Teks Sumber =>

Murid, Guru, dan Saraswati
Siapa ada lebih dulu, murid atau guru? Tentu ada yang berpendapat, “Ya murid lah. Kalau tidak ada murid, memangnya buat apa ada guru? Mau mengajar siapa?”
Mereka berpendapat semua orang itu murid, karena awalnya semua orang ada dalam kegelapan pengetahuan. Semula, umat manusia itu semua bodoh. Lalu muncul beberapa orang cerdas, menularkan yang mereka pahami. Jadilah mereka guru, menyulap mahluk dungu jadi brilian.
Pendapat sederhana ini mempertegas, bahwa guru itu sosok istimewa, karena sejatinya tak semua orang pantas jadi guru. Menjadi guru itu mulia, luhur. Kaum pendidik ini, bisa hadir di segala zaman dan pergolakan. Itu sebabnya Ki Hajar Dewantara menyebut para guru ini sebagai sosok yang bisa berada di belakang, di tengah, dan di depan. Hanya manusia-manusia hebat yang bisa berperan di tiga pembagian peradaban itu.
Tapi, tunggu dulu, ada yang ngotot, paling awal ada itu adalah guru. Mereka berteori, memang semua orang adalah murid, karena mereka sama bodoh untuk menuntut ilmu. Tapi sesungguhnya setiap orang adalah juga guru. Siapa pun dianugerahi bakat dan kemampuan, sehingga ia pun sanggup menjadi guru, mengajar dan mendidik orang lain. Bisa saja ia buta huruf, namun banyak orang bertanya dan berguru padanya. Dulu, di Bali banyak maestro seni rupa atau seni pertunjukan buta huruf, tapi banyak orang pintar dari mancanegara berguru pada mereka.
Yang yakin guru lebih dulu ada berpendapat, alam ini adalah guru, tempat siapapun belajar. Jadi, guru itu tidak harus manusia. Batu, bukit, pohon, danau, awan, hujan, bulan, bintang-bintang, desau angin, adalah guru. Manusia belajar pertama-tama pada lingkungan, pada alam. Bukankah alam lebih dulu ada dibanding manusia? Itu pertanda guru lebih awal ada, murid kemudian.
Sebelum alam menjadi guru, bukankah alam juga murid? Murid siapakah alam itu? Siapakah gurunya alam? Dua kelompok yang berbeda pendapat ini bisa jadi menuju satu titik kesepakatan, bahwa murid dan guru itu hadir bersamaan. Mereka diciptakan untuk bersama-sama. Begitu ada murid, dengan sendirinya ada guru. Begitu ada guru, segera saja hadir murid.

Bagian Latihan =>
(1) Ringkaslah teks tentang murid dan guru dalam dua kalimat.
(2) Ubahlah bentangan dari "Murid, Guru, dan" sampai "dungu jadi brilian." dalam teks tentang murid dan guru dengan mengganti "cerdas" menjadi "pandai".
Baris-baris ini diambil dari sumber yang berbeda.

Daftar Baris =>
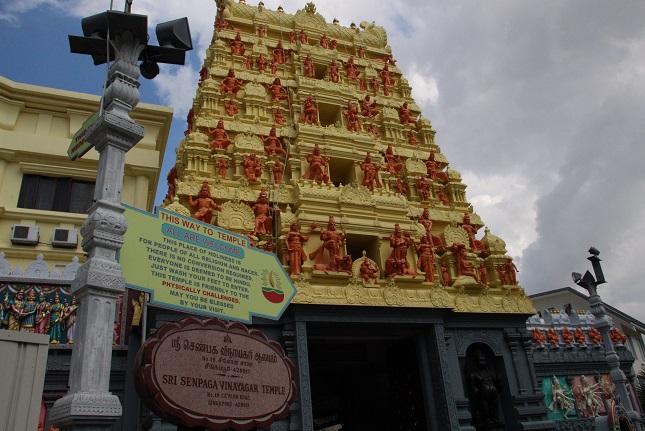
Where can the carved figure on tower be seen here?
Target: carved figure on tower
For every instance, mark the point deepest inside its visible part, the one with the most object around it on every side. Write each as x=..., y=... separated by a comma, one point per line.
x=204, y=204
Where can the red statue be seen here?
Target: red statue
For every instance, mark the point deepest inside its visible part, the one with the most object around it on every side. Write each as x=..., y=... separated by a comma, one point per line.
x=352, y=69
x=237, y=46
x=318, y=166
x=353, y=123
x=370, y=171
x=204, y=203
x=230, y=84
x=426, y=258
x=333, y=72
x=231, y=107
x=273, y=144
x=309, y=111
x=295, y=254
x=252, y=167
x=397, y=263
x=369, y=107
x=220, y=137
x=279, y=117
x=278, y=92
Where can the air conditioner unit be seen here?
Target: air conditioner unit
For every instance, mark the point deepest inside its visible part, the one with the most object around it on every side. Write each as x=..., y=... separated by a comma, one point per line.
x=65, y=238
x=26, y=235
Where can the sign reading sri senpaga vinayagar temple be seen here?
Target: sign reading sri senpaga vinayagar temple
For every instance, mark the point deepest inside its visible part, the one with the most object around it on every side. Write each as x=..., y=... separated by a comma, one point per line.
x=206, y=373
x=198, y=268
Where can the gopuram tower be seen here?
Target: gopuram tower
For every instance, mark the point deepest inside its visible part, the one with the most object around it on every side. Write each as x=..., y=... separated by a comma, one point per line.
x=304, y=136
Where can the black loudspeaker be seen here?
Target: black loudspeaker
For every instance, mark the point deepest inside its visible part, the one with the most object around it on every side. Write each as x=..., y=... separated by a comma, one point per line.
x=175, y=34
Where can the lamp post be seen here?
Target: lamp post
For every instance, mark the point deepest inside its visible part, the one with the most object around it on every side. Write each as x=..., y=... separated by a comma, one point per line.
x=120, y=37
x=603, y=326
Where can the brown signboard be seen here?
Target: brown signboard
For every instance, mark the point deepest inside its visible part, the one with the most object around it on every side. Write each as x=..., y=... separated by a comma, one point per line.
x=207, y=373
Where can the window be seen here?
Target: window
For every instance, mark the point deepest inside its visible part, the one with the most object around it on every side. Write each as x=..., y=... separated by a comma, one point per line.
x=55, y=194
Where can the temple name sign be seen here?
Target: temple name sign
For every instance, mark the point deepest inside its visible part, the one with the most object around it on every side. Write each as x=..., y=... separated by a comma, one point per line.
x=198, y=268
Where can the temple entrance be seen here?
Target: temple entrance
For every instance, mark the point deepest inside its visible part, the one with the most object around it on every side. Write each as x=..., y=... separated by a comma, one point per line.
x=365, y=384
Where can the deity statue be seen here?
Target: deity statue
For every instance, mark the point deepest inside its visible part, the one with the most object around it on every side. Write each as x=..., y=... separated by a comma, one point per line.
x=220, y=138
x=204, y=204
x=237, y=46
x=426, y=258
x=353, y=123
x=278, y=92
x=370, y=171
x=309, y=111
x=230, y=84
x=332, y=241
x=296, y=256
x=397, y=263
x=273, y=144
x=485, y=387
x=318, y=166
x=369, y=107
x=263, y=217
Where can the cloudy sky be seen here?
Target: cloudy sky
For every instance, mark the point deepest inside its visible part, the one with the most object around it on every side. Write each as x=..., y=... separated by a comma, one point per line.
x=539, y=105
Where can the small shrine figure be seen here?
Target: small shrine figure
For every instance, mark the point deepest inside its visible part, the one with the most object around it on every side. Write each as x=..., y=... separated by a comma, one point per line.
x=567, y=336
x=278, y=92
x=318, y=166
x=273, y=144
x=296, y=256
x=422, y=188
x=204, y=204
x=426, y=258
x=222, y=166
x=279, y=53
x=252, y=167
x=310, y=69
x=261, y=63
x=617, y=336
x=220, y=137
x=553, y=338
x=369, y=107
x=370, y=173
x=580, y=336
x=397, y=263
x=309, y=111
x=277, y=169
x=237, y=46
x=333, y=72
x=231, y=108
x=279, y=117
x=411, y=139
x=353, y=123
x=352, y=69
x=230, y=84
x=595, y=336
x=538, y=337
x=333, y=242
x=263, y=217
x=476, y=245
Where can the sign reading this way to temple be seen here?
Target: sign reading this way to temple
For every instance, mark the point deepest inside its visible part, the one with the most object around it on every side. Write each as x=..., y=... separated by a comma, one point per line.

Jawaban Latihan =>
(1) Sebagian orang berpendapat bahwa murid ada lebih dulu karena semua orang awalnya bodoh, sehingga guru menjadi sosok istimewa yang menularkan pengetahuan. Sebagian lain berpendapat bahwa guru ada lebih dulu karena setiap orang berbakat mengajar dan alam yang lebih dulu ada adalah guru, tetapi kedua kelompok bisa sepakat bahwa murid dan guru hadir bersamaan.

(2)
Murid, Guru, dan Saraswati
Siapa ada lebih dulu, murid atau guru? Tentu ada yang berpendapat, “Ya murid lah. Kalau tidak ada murid, memangnya buat apa ada guru? Mau mengajar siapa?”
Mereka berpendapat semua orang itu murid, karena awalnya semua orang ada dalam kegelapan pengetahuan. Semula, umat manusia itu semua bodoh. Lalu muncul beberapa orang pandai, menularkan yang mereka pahami. Jadilah mereka guru, menyulap mahluk dungu jadi brilian.